[START]

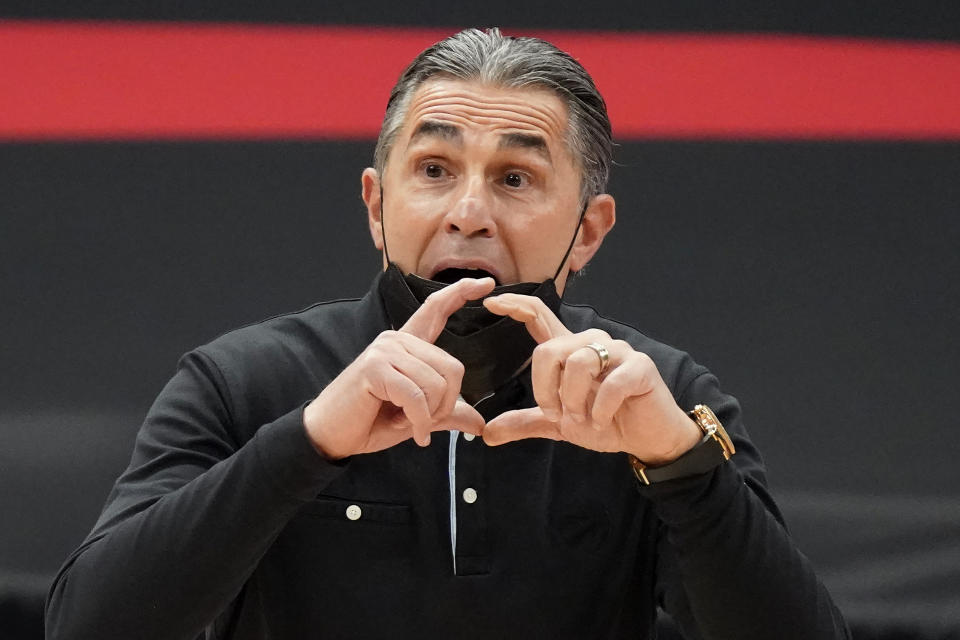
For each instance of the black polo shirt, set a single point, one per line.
(228, 521)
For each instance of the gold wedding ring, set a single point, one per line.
(602, 353)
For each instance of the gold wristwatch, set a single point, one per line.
(714, 449)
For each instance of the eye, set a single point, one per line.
(433, 171)
(514, 180)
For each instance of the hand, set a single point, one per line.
(626, 407)
(401, 386)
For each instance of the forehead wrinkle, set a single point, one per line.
(536, 118)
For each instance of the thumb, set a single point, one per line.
(520, 424)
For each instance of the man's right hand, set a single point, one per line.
(401, 386)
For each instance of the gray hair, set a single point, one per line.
(505, 61)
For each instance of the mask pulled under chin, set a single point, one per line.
(492, 348)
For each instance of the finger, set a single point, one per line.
(533, 312)
(630, 379)
(549, 360)
(579, 376)
(433, 385)
(463, 418)
(518, 425)
(392, 386)
(448, 367)
(428, 321)
(547, 371)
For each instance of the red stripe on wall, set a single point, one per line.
(187, 80)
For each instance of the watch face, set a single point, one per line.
(709, 422)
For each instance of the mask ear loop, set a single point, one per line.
(583, 212)
(563, 261)
(383, 233)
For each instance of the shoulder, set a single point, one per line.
(313, 344)
(306, 329)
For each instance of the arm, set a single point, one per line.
(210, 487)
(727, 567)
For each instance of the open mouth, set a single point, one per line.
(449, 276)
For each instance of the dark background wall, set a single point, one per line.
(818, 279)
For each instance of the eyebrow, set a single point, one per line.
(526, 141)
(432, 128)
(452, 133)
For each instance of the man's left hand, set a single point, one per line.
(623, 406)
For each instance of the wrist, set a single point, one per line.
(311, 424)
(686, 436)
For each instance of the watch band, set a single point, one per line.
(714, 449)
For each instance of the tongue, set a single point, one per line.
(452, 275)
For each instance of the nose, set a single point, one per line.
(471, 214)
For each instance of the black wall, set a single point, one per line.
(819, 280)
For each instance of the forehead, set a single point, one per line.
(482, 108)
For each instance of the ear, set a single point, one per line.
(599, 218)
(370, 193)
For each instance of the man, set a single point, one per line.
(319, 475)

[END]

▶ **THE EXERCISE**
The records above are to be restated exactly, without their pictures.

▶ **FULL ANSWER**
For each instance of the black polo shirt, set a single point, one per line.
(228, 521)
For each instance of the gold wedding ring, set a single point, one per line.
(602, 353)
For each instance of the gold wristwatch, set a single point, one per line.
(714, 449)
For each instance of the eye, set a single point, one per line.
(433, 171)
(514, 180)
For each instance of the hand, set a single point, one per line.
(626, 407)
(401, 386)
For each instance of the forehead wrinkle, set a single point, one per line.
(536, 118)
For each instance of the thumb, set a single point, one per line.
(520, 424)
For each instance of the man's right hand, set a single point, one per line.
(401, 386)
For each instance of the gray hair, set a single point, one per line.
(505, 61)
For each instance of the mask pulled under chin, set a single point, one per line.
(492, 348)
For each instance of the finger, set a single point, one per line.
(533, 312)
(630, 379)
(549, 360)
(579, 376)
(433, 385)
(463, 418)
(518, 425)
(392, 386)
(448, 367)
(428, 321)
(547, 371)
For each instance of the red stripe on wall, set a single point, one per line.
(187, 80)
For each instance of the watch face, set a single point, one per line.
(709, 422)
For each instance of the mask ear loop, set a single point, one per line.
(583, 212)
(563, 261)
(383, 233)
For each instance of the shoulder, set a single point, one per line.
(313, 344)
(306, 329)
For each instance of the arm, set a single point, one per line.
(210, 487)
(727, 567)
For each instance of the open mouth, set a single point, one per line.
(449, 276)
For each instance of the dark background wall, set a single point, one per line.
(818, 279)
For each instance of the eyebrow, set a single point, one per line.
(526, 141)
(432, 128)
(452, 133)
For each instance of the man's left hand, set a single point, one per line.
(623, 406)
For each instance of the wrist, set a single point, one per line.
(311, 424)
(686, 436)
For each instance of the watch band, set a single point, one per line.
(714, 449)
For each instance of the tongue, set a single point, one per line.
(452, 275)
For each instance of the nose, set a single point, one per line.
(471, 214)
For each instance of the black wall, set a single point, one per line.
(819, 280)
For each instance of the forehead, set a single point, one per line.
(482, 108)
For each instance of the ear, set a single point, one per line.
(599, 218)
(370, 193)
For each instance of the man, set a single point, one per line.
(319, 475)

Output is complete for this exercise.